EXTRAIT DU DOCUMENT:
• • • • •

L'Auteur malgré lui, ou la Pièce tombée

L'Auteur malgré lui, ou la Pièce tombée, opéra-comique en un acte, de Claparède, musique de Jadin, 16 mai 1812.

Théâtre de l'Opéra-Comique.

Titre :

L’Auteur malgré lui, ou la Pièce tombée

Genre

opéra comique

Nombre d'actes :

1

Vers / prose

prose, avec des couplets en vers

Musique :

oui

Date de création :

16 mai 1812

Théâtre :

Théâtre de l’Opéra Comique

Auteur(s) des paroles :

Claparède

Compositeur(s) :

Jadin

Almanach des Muses 1813.

Le Connaisseur, conte de Marmontel, mis en scène pour la sixième fois ; peu de succès.

Magasin encyclopédique, ou journal des sciences, des lettres et des arts, 17e année, 1812, tome III, p. 186 :

[Le critique n’a pas grand chose à dire de la pièce. Il se contente de la résumer (cela devrait suffire à faire comprendre de quoi il s’agit), il porte un jugement sévère (« pauvre pièce, musique foible », situe la pièce entre chute et succès (ni l’une, ni l’autre) et cite les auteurs sans commentaires.]

L’Auteur malgré lui, ou la Pièce tombée.

M. de Fintac est engoué de vers, de tragédies et d'opéra ; mais il ne reçoit chez lui que des antiquaires et des savans ; c'est une inconséquence assez ridicule. Son secrétaire est le seul dans la maison qui sache tourner un vers : ce jeune homme, nommé Derval, est amoureux d'Agathe, fille de M. de Fintac ; elle est sur le point d'épouser le vieil antiquaire Ducamée. Agathe rit de tout, de l'amour qu'on lui témoigne, de celui qu'elle ressent, même du danger d'épouser un vieillard ; elle a pris son parti sur tout ; cependant son père a fait une pièce qui doit être jouée le soir ; tous ses amis la trouvent excellente ; et voilà qu'il lui prend tout-à-coup l'envie de prier Derval de vouloir bien passer pour l'auteur de sa pièce. Un coup-d'œil d'Agathe décide Derval à accepter : Agathe rit de la triste mine que fera son amant si la pièce vient à tomber ; elle fait plus, elle avoue au vieux Ducamée que son rival est l'auteur de la pièce que l'on va jouer ; celui-ci sort furieux, et la chère enfant rit encore de la bonté qu'elle a eue de compromettre le repos de son père et l'amour-propre de son amant. Ducamée fait siffler la pièce ; on revient consterné ; mais la consternation n'empêche pas qu'on ne s'occupe bien vite du mariage projeté ; on est prêt à signer. Mais Derval déclare au papa que, s'il ne lui donne sa fille Agathe, il va nommer tout haut l'auteur de la pièce sifflée ; le siffleur Ducamée est reconnu par un valet ; on le chasse, et Agathe épouse Derval.

Pauvre pièce, musique foible ; ce n'est ni une chûte, ni un succès. Les paroles sont de M. Claparède, la musique de M. Jadin.

• • • • •

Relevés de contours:
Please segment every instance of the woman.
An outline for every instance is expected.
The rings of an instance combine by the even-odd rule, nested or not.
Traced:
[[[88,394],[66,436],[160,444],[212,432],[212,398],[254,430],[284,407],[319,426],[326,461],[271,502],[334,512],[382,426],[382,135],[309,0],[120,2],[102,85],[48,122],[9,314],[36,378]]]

• • • • •

CONSIGNE 1:
Dans la fiche sur l'opéra-comique L'Auteur malgré lui, qui Agathe est-elle sur le point d'épouser ?
CONSIGNE 2:
Écrivez la suite de la fiche sur l'opéra-comique L'Auteur malgré lui, à partir de sa dernière phrase.

RÉPONSE FINALE 1:
Le vieil antiquaire Ducamée.

RÉPONSE FINALE 2:
L'Esprit des journaus français et étrangers, année 1812, tome VI, juin 1812, p. 285-290 :

 [Le compte rendu s’ouvre par une réflexion générale sur les pièces à « intrigue littéraire », considérées comme vouées à ne pas susciter l’adhésion du public. Ici, le titre même est contestable : on ne peut dire que Derval soit forcé à se dire auteur de la pièce de son futur beau-père. Mais le critique craint de ne pas être cru sur paroles, et il faut qu’il donne ses preuves. Elles sont dans l’analyse qu’il fait de la pièce. Elle passe par la comparaison (plutôt défavorable) avec le conte de Marmontel et ne s’interdit pas l’ironie. Pourtant la pièce a été applaudie, mais le critique suggère que cela tient à de mauvaises raisons (une ultime plaisanterie ?). La musique est jugée meilleure que le « poëme », même si elle « manque de couleur et par conséquent d’effet ; beaucoup de notes, et fort peu de chant », le reproche habituel). Elle a cependant des qualités de détail (« le dialogue est vif et nuancé, les accompagnemens ne sont pas sans esprit », « un peu plus d'originalité dans quelques mouvemens du morceau d'ensemble ».]

L'Auteur malgré lui, ou la Pièce tombée.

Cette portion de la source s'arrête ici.